▸ À faire:
1. Répondez à ces questions sur l'intervention consacrée à l'emploi des personnes handicapées :
(a) Quelle proportion s'applique au nombre total de personnes payées par l'employeur ?
(b) À quelle date le nombre d'unités manquantes est-il constaté ?
(c) Quel est le numéro de l'article que l'orateur met en contradiction avec les intentions de la loi sur le handicap ?
2. Dressez la liste de tous les articles désignés par un numéro dans l'intervention consacrée à l'emploi des personnes handicapées.
3. Poursuivez l'intervention consacrée à l'emploi des personnes handicapées à partir de sa dernière phrase.

━━ Texte source ━━

Il spécifie un peu plus loin :
« Les crédits de la section Fonction publique de l'État doivent exclusivement servir à financer des actions réalisées à l'initiative des employeurs mentionnés à l'article 2 du titre II du statut général des fonctionnaires et de l'exploitant public La Poste. »
S'agissant de la contribution de l'État en qualité d'employeur, il est précisé dans ce même article : « Elle est calculée en fonction du nombre d'unités manquantes constatées au 1er janvier de l'année écoulée. Le nombre d'unités manquantes correspond à la différence entre le nombre total de personnes rémunérées par l'employeur auquel est appliquée la proportion de 6 %, arrondi à l'unité inférieure, et celui des bénéficiaires de l'obligation d'emploi prévue à l'article L. 323-2 qui sont effectivement rémunérés par l'employeur. »
Nous sommes donc, avec cet article 80, dans la plus parfaite contradiction entre les intentions affichées au début de l'année dans cette loi sur le handicap et leur concrétisation.
En effet, ce soir, on nous invite à valider une disposition tendant ni plus ni moins à faire prendre l'embauche de personnes en qualité d'auxiliaires de vie scolaire pour un soutien à l'emploi des personnes handicapées.
Quant aux arguments invoqués, permettez-moi de dire qu'ils ne sont pas à l'honneur de notre Assemblée : on procéderait ainsi au motif que les personnes handicapées n'auraient pas la qualification nécessaire pour exercer un emploi dans la fonction publique enseignante ! Je trouve cette explication pour le moins déplacée.

━━━
━━ Les données ━━

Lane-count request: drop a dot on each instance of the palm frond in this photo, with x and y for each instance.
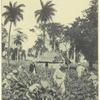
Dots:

━━━

▸ Réponses attendues:
1.
(a) 6 %, arrondi à l'unité inférieure.
(b) Au 1er janvier de l'année écoulée.
(c) L'article 80.

2.
- l'article 2 du titre II du statut général des fonctionnaires
- l'article L. 323-2
- l'article 80

3.
Dans le cadre de la décentralisation, il a été décidé de transférer les personnels ATOSS dans la fonction publique territoriale et l'on feint de découvrir qu'il n'y aurait plus d'emplois correspondant au niveau de qualification des personnes handicapées !
On imposerait en quelque sorte une double peine aux personnes handicapées en leur faisant comprendre que le principal employeur de la fonction publique d'État - l'éducation nationale rémunérant plus de 50 % des fonctionnaires d'État - ne sera pas autorisé à favoriser leur insertion professionnelle. Et ce sont concrètement l'équivalent de 75 000 emplois à plein temps qui ne seront pas proposés aux personnes handicapées, si tant est qu'il n'en manque pas aujourd'hui une partie...
L'opération que l'on nous demande de valider a donc pour conséquence de liquider purement et simplement la participation du ministère de l'éducation nationale au fonds d'insertion.
Ainsi donc, 125 millions d'euros annuels seraient utilisés à rémunérer, entre autres, les auxiliaires de vie scolaire, dont la présence est au demeurant parfaitement indispensable auprès des enfants handicapés, en vue de faciliter leur insertion dans l'univers scolaire.
Sur les cinq années de montée en charge du fonds d'insertion, l'éducation nationale aurait dû, sans l'article 80, employer 540 millions d'euros au financement du fonds, sans embauche constatée de personnel handicapé.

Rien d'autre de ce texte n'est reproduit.